▶ DESCRIÇÃO DA TAREFA: Segundo o trecho, em que data Sergio Mattarella prestou juramento à Constituição?

▶ TRECHO:
>>>>

Uma reflexão de Fabio Porta
Em 3 de fevereiro de 2015, o Presidente da Republica, Sergio Mattarella, prestava juramento à Constituição e se apresentava ao Parlamento e ao povo italiano como o máximo defensor da Constituição:
“O árbitro deve ser – e será – imparcial. Os jogadores o ajudam com sua honestidade”.
Durante sua presidência o árbitro foi fiel ao seu mandato e à sua promessa, mesmo quando a “partida” se tornou extremamente complexa e difícil, colocando o árbitro frente a escolhas de forma alguma simples e óbvias.
Basta pensar na extrema dificuldade em dar vida a um governo logo após as eleições de 2018, à sucessiva e igualmente delicada passagem do governo amarelo-verde ao amarelo-vermelho e, principalmente, à complicadíssima crise que levou, há alguns dias, Mario Dragui ao cargo.

<<<<

▶ TRECHOS DOS REGISTROS:

>>>>

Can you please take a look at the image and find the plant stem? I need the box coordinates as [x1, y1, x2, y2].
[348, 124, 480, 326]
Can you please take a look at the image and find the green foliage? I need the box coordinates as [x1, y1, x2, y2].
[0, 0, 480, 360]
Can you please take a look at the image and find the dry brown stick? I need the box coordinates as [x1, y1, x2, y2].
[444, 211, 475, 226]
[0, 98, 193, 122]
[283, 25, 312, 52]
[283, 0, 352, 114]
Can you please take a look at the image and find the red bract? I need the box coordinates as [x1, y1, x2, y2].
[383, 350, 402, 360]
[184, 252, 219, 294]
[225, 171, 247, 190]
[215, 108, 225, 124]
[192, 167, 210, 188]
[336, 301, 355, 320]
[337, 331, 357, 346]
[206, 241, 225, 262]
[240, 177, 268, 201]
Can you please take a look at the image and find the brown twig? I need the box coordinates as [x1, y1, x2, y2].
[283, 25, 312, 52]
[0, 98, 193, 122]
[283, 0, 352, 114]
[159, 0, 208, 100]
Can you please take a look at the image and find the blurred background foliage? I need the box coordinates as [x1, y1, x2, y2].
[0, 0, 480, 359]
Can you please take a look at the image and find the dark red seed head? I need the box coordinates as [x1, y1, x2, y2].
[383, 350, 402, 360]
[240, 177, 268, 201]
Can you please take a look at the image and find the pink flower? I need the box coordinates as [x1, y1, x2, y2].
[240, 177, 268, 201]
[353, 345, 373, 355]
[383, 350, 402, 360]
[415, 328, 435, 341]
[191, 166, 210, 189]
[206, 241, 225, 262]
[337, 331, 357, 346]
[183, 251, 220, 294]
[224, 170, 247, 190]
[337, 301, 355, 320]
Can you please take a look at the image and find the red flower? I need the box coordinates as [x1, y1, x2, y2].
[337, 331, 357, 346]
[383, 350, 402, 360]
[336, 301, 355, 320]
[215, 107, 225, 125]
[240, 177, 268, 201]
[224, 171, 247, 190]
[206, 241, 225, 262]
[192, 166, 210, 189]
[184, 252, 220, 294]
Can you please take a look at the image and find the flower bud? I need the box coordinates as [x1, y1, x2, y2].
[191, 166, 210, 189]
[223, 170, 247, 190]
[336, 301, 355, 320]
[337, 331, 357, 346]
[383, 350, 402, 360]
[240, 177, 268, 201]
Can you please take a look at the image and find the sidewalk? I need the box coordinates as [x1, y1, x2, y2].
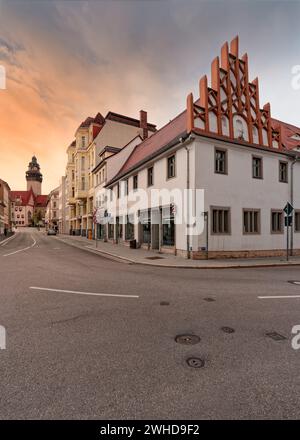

<<<<

▶ SOLUÇÃO: Em 3 de fevereiro de 2015.